Work instructions
Rewrite the rows starting at the first one and ending at the line that contains "pixel 530 92", with "marker" replaced by "pin" and nothing else changed. Leave the pictures out of your answer.

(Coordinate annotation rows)
##########

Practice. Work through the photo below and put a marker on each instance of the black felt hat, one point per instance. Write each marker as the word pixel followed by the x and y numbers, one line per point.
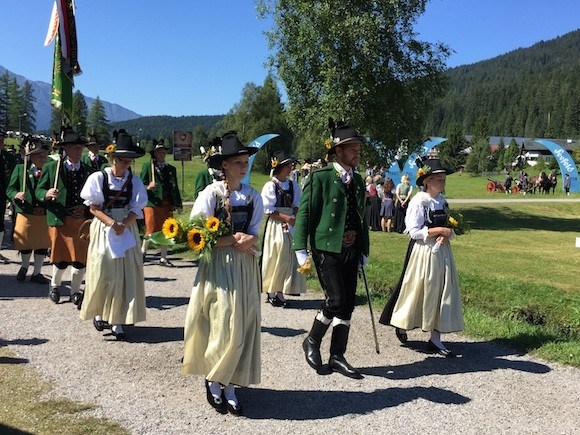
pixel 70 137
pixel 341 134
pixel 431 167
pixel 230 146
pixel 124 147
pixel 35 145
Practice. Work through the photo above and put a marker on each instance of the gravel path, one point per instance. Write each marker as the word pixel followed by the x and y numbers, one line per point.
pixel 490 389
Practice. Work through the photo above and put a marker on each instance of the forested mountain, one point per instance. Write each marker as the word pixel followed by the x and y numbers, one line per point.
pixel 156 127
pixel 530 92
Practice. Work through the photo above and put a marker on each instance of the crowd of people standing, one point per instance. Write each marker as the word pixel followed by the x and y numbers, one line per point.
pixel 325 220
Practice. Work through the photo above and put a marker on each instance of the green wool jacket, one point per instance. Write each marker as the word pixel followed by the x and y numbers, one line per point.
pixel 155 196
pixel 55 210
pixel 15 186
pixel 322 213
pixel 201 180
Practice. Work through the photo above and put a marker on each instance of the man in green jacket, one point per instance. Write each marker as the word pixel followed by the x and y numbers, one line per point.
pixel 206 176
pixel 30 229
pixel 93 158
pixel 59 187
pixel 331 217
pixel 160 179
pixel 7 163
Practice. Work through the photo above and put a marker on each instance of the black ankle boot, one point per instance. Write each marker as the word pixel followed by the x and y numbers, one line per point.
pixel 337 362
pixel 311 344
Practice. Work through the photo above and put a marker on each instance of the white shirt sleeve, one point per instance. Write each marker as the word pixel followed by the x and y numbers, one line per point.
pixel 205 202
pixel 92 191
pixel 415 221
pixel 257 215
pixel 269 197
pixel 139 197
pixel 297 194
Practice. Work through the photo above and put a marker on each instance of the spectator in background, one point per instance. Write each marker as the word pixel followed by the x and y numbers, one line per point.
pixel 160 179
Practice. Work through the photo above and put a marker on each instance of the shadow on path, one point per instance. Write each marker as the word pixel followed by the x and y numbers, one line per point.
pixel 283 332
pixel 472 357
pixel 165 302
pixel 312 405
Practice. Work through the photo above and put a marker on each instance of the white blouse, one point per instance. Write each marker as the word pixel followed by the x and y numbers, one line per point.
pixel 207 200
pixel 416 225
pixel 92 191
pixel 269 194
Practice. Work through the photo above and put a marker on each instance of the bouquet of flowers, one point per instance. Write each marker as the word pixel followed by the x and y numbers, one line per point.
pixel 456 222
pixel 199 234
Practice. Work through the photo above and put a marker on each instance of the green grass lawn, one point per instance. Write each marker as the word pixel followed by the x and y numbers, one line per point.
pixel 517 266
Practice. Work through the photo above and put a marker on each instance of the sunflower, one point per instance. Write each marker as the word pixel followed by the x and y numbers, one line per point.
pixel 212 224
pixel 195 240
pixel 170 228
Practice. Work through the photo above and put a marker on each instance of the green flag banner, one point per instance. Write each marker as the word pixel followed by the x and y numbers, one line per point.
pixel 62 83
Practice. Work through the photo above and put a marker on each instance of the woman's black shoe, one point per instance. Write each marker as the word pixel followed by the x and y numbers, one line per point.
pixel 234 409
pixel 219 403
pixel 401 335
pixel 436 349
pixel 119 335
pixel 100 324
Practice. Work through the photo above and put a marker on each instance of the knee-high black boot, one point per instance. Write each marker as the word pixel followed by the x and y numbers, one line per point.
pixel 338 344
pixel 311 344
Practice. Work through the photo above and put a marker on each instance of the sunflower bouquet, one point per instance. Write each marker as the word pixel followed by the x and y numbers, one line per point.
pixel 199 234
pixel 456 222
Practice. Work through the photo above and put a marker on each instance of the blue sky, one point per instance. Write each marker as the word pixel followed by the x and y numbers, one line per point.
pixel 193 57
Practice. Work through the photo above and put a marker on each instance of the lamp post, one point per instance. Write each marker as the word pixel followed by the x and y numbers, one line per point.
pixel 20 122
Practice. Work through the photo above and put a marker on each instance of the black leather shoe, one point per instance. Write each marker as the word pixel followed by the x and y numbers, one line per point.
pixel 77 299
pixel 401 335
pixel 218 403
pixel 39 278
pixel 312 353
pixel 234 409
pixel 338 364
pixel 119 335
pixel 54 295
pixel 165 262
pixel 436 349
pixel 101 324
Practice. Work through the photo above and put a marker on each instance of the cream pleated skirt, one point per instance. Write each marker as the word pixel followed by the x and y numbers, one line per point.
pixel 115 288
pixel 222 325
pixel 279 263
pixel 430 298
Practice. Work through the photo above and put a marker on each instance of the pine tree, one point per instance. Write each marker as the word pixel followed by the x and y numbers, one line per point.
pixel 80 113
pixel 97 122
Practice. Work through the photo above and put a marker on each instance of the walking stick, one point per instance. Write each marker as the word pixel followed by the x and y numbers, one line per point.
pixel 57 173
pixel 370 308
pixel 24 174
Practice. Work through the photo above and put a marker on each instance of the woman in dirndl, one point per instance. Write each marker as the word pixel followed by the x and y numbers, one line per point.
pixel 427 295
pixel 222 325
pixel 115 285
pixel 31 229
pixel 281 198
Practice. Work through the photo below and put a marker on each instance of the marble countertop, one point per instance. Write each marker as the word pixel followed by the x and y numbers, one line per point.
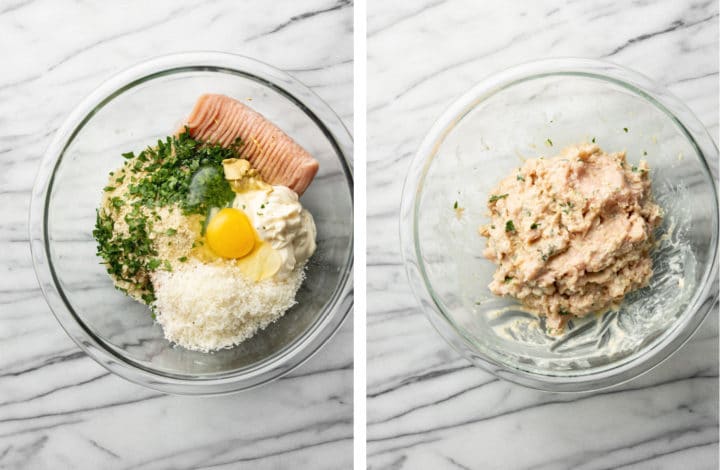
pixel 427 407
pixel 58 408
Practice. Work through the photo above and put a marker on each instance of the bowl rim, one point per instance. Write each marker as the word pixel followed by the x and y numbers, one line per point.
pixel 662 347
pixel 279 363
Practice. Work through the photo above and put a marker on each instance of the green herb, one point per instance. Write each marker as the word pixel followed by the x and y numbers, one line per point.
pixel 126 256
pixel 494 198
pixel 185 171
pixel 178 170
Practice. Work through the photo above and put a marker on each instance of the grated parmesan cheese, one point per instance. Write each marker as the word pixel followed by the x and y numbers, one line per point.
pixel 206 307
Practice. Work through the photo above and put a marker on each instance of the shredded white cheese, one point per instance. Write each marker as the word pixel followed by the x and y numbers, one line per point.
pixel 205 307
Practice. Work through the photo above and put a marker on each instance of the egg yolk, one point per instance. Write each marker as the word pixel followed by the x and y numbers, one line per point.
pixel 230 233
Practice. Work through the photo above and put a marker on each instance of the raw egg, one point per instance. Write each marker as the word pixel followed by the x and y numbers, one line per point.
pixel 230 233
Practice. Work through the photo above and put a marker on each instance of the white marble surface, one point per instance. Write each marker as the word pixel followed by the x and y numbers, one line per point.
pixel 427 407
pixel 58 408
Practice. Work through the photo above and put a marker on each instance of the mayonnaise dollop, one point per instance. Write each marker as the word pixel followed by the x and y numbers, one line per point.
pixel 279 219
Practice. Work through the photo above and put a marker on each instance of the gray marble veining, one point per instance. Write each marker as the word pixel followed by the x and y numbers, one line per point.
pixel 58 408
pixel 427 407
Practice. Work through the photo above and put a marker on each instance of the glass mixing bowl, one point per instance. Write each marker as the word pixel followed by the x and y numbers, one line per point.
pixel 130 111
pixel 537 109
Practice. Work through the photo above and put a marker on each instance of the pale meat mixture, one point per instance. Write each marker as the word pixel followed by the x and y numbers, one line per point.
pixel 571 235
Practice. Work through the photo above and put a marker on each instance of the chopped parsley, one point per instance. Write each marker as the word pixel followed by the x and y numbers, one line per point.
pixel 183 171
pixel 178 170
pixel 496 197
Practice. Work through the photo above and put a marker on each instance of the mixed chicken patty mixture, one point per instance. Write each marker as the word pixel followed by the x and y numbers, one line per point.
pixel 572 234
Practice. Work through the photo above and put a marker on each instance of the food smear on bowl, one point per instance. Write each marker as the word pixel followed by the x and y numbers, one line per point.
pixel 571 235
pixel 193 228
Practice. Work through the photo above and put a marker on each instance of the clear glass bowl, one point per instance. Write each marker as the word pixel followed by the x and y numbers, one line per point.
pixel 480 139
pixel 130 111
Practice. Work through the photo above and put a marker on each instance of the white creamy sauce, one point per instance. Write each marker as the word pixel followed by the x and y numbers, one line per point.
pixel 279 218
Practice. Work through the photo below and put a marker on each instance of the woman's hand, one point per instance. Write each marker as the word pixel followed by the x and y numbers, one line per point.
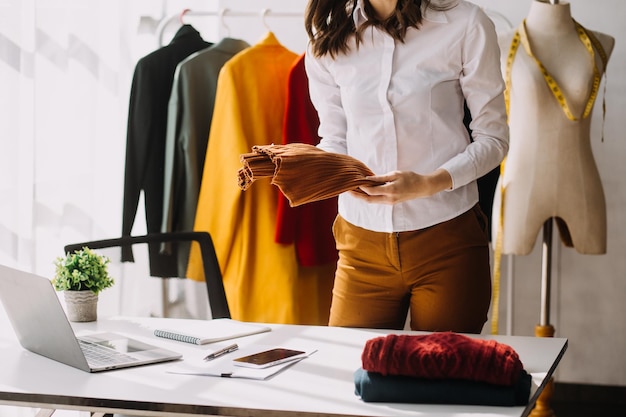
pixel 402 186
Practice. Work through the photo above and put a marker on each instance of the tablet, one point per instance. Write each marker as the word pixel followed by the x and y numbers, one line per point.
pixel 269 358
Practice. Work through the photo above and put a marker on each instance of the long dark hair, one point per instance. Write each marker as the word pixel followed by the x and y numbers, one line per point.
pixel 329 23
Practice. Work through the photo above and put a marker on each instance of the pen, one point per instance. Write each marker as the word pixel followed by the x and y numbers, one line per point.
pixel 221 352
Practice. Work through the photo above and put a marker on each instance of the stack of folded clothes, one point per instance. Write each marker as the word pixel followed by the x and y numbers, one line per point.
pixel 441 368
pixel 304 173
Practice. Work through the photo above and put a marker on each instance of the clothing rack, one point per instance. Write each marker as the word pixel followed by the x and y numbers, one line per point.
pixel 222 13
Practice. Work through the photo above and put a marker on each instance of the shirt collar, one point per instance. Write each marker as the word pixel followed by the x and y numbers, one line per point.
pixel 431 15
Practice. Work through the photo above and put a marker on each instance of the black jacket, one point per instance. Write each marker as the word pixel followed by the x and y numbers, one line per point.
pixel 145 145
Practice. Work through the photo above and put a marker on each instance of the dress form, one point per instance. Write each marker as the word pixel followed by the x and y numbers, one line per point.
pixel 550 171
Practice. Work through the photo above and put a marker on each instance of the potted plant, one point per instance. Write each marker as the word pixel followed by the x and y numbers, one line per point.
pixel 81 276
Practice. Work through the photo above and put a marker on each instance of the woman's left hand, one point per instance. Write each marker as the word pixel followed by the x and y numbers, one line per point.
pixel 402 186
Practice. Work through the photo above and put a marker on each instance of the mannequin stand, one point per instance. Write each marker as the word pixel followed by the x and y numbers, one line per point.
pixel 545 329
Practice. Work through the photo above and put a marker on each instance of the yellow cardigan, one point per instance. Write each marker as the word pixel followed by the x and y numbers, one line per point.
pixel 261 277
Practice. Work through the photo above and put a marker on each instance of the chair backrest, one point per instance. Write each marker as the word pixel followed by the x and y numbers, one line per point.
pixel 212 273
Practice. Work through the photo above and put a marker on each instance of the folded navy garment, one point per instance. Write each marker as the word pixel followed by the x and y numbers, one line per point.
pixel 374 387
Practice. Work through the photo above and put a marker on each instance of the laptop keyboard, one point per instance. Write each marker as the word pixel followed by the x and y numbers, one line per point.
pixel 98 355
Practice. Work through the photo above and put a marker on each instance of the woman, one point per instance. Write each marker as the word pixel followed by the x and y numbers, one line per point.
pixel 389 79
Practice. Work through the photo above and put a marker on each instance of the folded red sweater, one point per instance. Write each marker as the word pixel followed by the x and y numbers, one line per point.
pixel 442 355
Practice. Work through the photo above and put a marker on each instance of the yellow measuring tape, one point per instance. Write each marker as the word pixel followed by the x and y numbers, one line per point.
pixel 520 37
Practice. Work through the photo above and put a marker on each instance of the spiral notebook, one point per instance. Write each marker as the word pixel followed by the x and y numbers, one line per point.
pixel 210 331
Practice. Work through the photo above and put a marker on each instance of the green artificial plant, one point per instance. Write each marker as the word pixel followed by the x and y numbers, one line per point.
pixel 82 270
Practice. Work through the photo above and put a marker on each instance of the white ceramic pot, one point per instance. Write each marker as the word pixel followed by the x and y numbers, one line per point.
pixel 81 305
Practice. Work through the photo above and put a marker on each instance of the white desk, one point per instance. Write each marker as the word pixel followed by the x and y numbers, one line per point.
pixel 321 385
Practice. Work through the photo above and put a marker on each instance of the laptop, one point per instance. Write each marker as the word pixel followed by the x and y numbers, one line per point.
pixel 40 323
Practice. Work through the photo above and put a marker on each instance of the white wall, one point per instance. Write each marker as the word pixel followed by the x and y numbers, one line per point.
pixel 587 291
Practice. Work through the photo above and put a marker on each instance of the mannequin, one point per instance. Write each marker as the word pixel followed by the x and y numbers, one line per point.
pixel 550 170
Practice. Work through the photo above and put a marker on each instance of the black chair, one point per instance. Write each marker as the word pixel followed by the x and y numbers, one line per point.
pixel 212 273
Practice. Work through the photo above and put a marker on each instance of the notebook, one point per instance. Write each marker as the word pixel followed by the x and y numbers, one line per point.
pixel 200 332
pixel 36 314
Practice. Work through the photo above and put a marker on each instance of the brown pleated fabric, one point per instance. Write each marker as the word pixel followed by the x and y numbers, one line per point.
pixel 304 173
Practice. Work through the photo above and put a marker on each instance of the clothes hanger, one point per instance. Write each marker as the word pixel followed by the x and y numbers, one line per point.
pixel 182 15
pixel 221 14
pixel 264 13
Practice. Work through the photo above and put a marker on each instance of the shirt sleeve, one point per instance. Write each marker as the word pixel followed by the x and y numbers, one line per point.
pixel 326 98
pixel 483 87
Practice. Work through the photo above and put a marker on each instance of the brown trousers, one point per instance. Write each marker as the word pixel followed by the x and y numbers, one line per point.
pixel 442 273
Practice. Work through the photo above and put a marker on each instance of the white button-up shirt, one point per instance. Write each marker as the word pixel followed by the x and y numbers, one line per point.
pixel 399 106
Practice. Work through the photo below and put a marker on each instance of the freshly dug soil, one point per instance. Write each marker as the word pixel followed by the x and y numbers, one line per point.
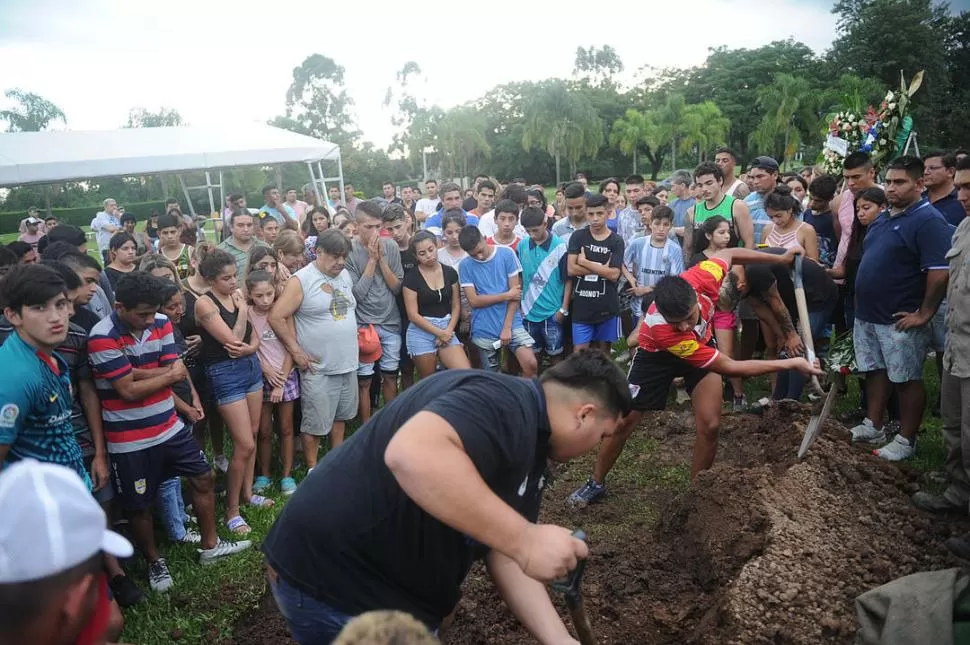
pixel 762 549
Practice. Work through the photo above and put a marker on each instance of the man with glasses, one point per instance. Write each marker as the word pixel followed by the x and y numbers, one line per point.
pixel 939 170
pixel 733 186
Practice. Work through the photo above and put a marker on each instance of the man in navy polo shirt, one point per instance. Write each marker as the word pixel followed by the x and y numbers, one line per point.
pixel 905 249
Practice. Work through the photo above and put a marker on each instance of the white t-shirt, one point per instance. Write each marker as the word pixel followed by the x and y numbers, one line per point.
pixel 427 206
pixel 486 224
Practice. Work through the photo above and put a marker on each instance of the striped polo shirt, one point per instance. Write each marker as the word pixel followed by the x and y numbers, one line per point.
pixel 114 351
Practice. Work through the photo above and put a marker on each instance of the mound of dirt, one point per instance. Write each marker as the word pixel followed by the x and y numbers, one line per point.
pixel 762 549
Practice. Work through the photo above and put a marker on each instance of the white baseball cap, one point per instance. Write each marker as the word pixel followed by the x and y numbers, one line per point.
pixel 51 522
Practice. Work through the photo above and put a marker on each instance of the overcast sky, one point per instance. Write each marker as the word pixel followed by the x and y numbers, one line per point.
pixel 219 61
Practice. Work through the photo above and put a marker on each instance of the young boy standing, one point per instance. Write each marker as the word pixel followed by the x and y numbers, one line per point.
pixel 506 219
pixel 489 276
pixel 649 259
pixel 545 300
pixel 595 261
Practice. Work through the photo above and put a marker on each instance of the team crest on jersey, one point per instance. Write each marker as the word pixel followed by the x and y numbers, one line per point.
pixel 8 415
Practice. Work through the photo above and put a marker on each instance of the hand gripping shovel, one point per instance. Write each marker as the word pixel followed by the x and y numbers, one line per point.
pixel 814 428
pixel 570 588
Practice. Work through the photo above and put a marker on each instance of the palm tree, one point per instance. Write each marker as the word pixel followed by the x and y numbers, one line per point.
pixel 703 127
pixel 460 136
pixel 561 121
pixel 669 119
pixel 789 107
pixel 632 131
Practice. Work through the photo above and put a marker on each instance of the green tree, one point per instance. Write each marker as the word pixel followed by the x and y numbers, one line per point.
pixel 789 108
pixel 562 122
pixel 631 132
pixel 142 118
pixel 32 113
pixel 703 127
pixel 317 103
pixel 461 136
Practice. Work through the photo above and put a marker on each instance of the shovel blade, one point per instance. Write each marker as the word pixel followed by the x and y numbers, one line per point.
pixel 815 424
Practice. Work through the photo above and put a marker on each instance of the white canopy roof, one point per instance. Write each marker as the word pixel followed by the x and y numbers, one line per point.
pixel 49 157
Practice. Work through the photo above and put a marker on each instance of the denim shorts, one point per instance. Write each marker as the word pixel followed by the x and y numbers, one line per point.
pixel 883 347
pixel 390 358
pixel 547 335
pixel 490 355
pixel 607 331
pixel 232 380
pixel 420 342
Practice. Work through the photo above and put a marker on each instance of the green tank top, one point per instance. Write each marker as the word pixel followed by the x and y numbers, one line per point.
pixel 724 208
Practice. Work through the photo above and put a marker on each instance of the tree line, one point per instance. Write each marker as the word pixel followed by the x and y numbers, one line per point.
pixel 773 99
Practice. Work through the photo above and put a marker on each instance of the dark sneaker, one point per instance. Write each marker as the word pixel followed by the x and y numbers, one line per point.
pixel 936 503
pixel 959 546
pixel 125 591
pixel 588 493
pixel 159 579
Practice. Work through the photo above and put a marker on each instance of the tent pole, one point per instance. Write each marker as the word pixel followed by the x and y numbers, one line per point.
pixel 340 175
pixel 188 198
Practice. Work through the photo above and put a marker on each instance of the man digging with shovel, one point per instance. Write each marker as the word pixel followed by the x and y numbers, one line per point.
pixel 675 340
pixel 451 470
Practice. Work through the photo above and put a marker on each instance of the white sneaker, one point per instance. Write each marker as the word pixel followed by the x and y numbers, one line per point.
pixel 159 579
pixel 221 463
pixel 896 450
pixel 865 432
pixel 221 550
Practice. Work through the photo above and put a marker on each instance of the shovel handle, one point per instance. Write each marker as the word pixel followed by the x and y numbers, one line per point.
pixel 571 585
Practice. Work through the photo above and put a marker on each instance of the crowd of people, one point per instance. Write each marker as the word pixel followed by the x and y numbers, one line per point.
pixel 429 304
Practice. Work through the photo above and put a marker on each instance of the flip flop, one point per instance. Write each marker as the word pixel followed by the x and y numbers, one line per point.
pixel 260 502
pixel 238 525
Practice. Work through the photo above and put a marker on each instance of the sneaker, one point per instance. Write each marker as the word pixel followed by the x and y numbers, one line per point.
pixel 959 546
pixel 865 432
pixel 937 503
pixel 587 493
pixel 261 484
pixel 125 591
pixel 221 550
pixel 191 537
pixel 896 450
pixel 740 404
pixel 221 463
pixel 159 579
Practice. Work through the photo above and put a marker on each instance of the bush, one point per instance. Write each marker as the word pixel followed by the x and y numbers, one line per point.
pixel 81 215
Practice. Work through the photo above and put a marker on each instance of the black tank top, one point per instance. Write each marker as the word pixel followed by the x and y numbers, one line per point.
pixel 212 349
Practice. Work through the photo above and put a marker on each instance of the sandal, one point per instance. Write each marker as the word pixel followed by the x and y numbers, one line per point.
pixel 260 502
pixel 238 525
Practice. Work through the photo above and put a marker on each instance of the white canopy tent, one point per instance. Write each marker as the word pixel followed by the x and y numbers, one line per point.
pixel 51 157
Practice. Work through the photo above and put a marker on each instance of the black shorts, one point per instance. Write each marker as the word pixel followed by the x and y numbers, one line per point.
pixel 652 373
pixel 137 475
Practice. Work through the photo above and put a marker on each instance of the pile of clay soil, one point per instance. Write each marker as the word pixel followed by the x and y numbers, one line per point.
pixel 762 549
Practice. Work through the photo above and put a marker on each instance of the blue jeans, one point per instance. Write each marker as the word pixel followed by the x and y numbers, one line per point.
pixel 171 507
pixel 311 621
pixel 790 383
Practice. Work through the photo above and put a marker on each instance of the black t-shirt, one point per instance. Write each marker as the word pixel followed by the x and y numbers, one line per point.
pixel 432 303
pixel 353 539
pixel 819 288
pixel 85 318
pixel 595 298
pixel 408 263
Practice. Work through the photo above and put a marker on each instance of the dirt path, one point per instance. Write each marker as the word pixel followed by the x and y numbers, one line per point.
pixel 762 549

##########

Output of the exercise
Practice. Work through the photo below and put a pin on each instance of the black felt hat, one point per instance. Write each pin as the word pixel followed by the x and y numbers, one line per point.
pixel 70 137
pixel 341 134
pixel 431 167
pixel 230 146
pixel 124 147
pixel 35 145
Practice. Work through the photo above and put a pin on each instance of the gravel path, one point per instance. Write each pin as the word pixel followed by the x and y numbers, one line per point.
pixel 490 389
Practice. Work through the photo above and put a pin on each instance of the forested mountain, one point per instance. Write each pin as the word pixel followed by the x and y numbers, one line per point.
pixel 156 127
pixel 530 92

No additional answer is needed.